> [Try it]:
Answer these questions from the text on cattle and beef markets:
1. Who do Peel and Tonsor encourage to maintain animal health programs?
2. To about how many pounds per person could beef consumption drop in 2015?
3. From January through October of 2013, what was the average price per pound of all fresh retail beef?

====== Exercise text

Both Peel and Tonsor encourage cattle producers to maintain animal health programs for cows and calves. "Things that producers can manage, such as animal health programs, are worth even more in this environment," Peel says.
Adding value to calves through preconditioning and weaning programs is essential in today’s market as the risks are higher for buyers.
Stocker operators and feedyards will likely be forced to pay more for replacement animals this year, and with more money on the line, they’ll be searching for ways to minimize their production risks.
Paying higher prices for preconditioned and weaned calves just makes sound business sense for cattle buyers. They are more likely to shy away from the risks associated with calves that have been weaned on the road to the auction market.
Beef demand. While shrinking supplies of cattle and lower feed costs work in favor of cattle producers, many analysts are raising concerns about beef demand and rising retail beef prices. For instance, Darrell Mark, adjunct professor of economics at South Dakota State University, says beef consumption is likely to decline about 5% this year to about 53 lb. per person (retail weight equivalent). In 2015, beef consumption could drop to 52 lb. per person.
Declining beef consumption is a reflection of supplies, not necessarily demand. Still, reduced supplies have already spurred record-high retail prices. From January through October of 2013, the price of all fresh retail beef averaged $4.93 per pound.

============
====== Listed records

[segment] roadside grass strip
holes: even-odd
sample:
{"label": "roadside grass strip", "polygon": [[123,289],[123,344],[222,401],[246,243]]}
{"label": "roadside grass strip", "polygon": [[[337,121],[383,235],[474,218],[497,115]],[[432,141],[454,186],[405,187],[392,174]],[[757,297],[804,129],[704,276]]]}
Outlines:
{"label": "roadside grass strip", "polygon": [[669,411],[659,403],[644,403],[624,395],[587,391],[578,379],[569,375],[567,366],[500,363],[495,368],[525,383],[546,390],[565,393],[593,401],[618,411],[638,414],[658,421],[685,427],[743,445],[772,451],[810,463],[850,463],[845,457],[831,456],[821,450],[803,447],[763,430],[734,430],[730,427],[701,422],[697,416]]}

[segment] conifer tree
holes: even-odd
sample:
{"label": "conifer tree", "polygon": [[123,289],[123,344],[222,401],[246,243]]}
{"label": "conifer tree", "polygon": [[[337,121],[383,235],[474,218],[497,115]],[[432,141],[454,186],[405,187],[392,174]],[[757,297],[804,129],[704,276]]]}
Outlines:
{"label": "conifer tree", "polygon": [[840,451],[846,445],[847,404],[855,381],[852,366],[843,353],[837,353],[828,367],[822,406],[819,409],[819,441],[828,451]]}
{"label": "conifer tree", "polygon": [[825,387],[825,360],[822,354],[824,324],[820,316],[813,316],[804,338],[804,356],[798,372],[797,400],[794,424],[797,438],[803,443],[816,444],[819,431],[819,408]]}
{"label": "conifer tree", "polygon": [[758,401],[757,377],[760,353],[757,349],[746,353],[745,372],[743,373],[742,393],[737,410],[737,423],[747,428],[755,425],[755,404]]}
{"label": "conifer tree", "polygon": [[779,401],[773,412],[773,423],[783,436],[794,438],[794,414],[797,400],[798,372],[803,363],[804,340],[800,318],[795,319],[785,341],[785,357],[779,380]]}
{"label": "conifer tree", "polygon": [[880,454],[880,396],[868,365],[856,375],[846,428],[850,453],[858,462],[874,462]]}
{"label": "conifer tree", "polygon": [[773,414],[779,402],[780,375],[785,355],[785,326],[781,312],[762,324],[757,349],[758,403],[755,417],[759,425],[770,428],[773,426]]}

============

> [Written solution]:
1. Cattle producers
2. About 52 lb. per person
3. $4.93 per pound